Un premier mai 1995, Brahim Bouarram est tué par quatre skinheads pendant le traditionnel défilé du Front National. La France est sous le choc. Ce crime touche Bruno Dumont, il décide de dénoncer cette haine, ce racisme ambiant dans son premier long-métrage, La Vie de Jésus. Le film sera tourné deux ans après.


Ayant pour décor Bailleul, un village du nord de la France, Dumont filme l’ennui, l’ignorance, le racisme et la jeunesse face à tout cela. A travers une mise en scène froide ou le gras ne dépasse pas, comme le dirait Maurice Pialat, une bande de jeunes sans but, ni repère est filmée. Leurs incessantes et bruyantes virées en mobylette n’ont la plupart du temps aucun objectif. La seule motivation qui les animera tout au long du film sera « Aller casser la gueule au bicots ». Un bien triste spectacle.


Freddy le personnage principal, chômeur bien que très jeune, passe le plus clair de son temps à ne rien faire. Un ennui ou l’on se sent bien. Sa mère le loge, le nourrit. Sa copine répond à ses besoins sexuels. Ses copains le font rire. Une perspective d’avenir ne lui traverse en aucun cas l’esprit. Etre indifférent au présent, tout en se foutant de futur. Il n’a besoin de rien de plus, l’épanouissement personnel n’est même pas un horizon lointain.

■ ■ ■ ■ ■ ■ ■

> **TÂCHES À RÉALISER**:
A) D'après le texte à lire, quel village sert de décor au premier long-métrage de Bruno Dumont ?
B) Rédigez la suite du texte consacré au film La Vie de Jésus, en reprenant après sa dernière phrase.

> **JEU DE DONNÉES**:
■ ■ ■ ■ ■ ■ ■

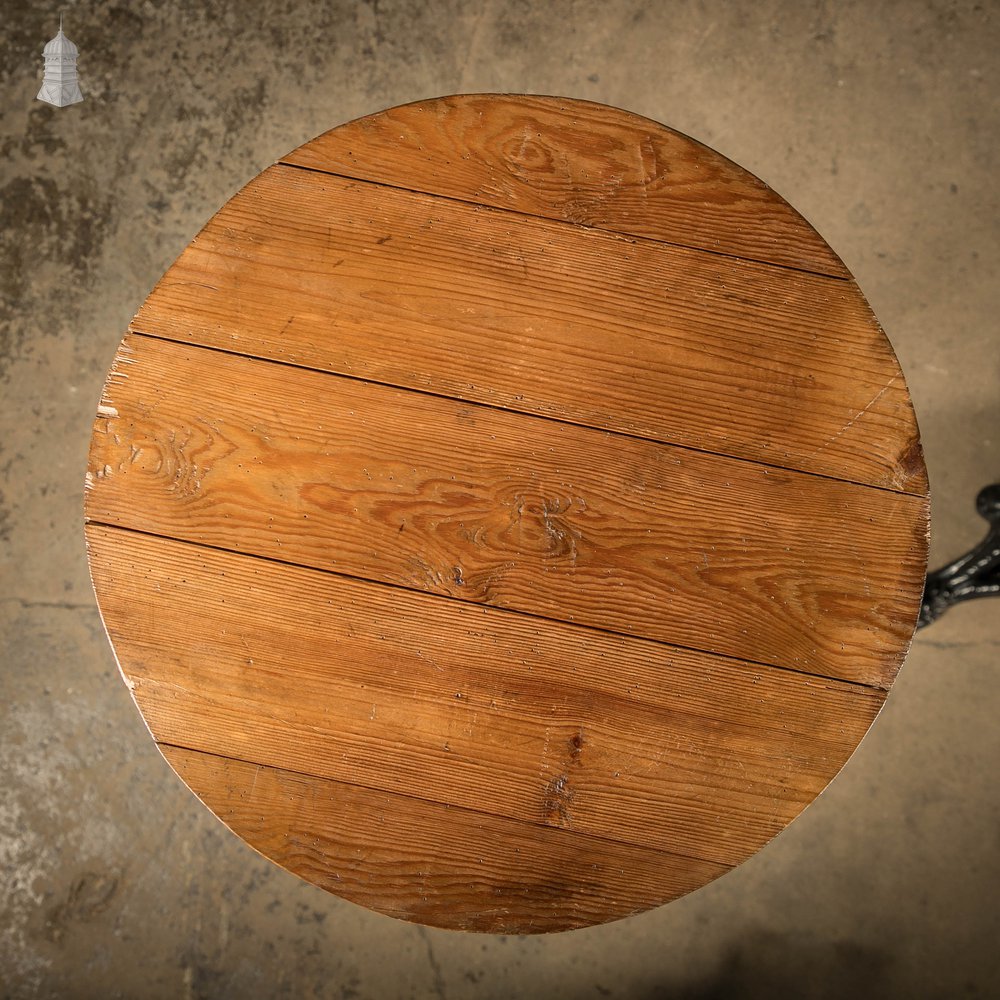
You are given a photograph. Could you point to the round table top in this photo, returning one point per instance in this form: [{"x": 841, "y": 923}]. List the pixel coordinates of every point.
[{"x": 507, "y": 513}]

■ ■ ■ ■ ■ ■ ■

> **RÉPONSES PAR TÂCHE**:
A) Bailleul, un village du nord de la France.

B)
Cet ennui, cette ignorance est une souffrance chargée de souvenirs pour Bruno Dumont. Tout au long de son œuvre il ne cessera de filmer sa ville natale Bailleul, théâtre d’une si triste France. Malgré ce qu’il aborde, l’esthétique est léchée, mettant en valeur des couleurs vives, des paysages à l’apparence triste bien que malgré tout discrètement magnifique. Question plastique chez Dumont, dès son premier film tout était déjà là, tout y était déjà réussi.


Evidemment cette vie est minoritaire et parle viscéralement à peu de monde, il n’empêche que le long-métrage est le terrible portrait d’une France délaissée, déboussolée.


La Vie de Jésus est un très grand premier film, d’une ampleur que peu de cinéastes arrivent à atteindre.


En 2015 le film est malheureusement toujours autant d'actualité et les militants FN font encore preuve de violence à leurs traditionnels défilés du premier mai.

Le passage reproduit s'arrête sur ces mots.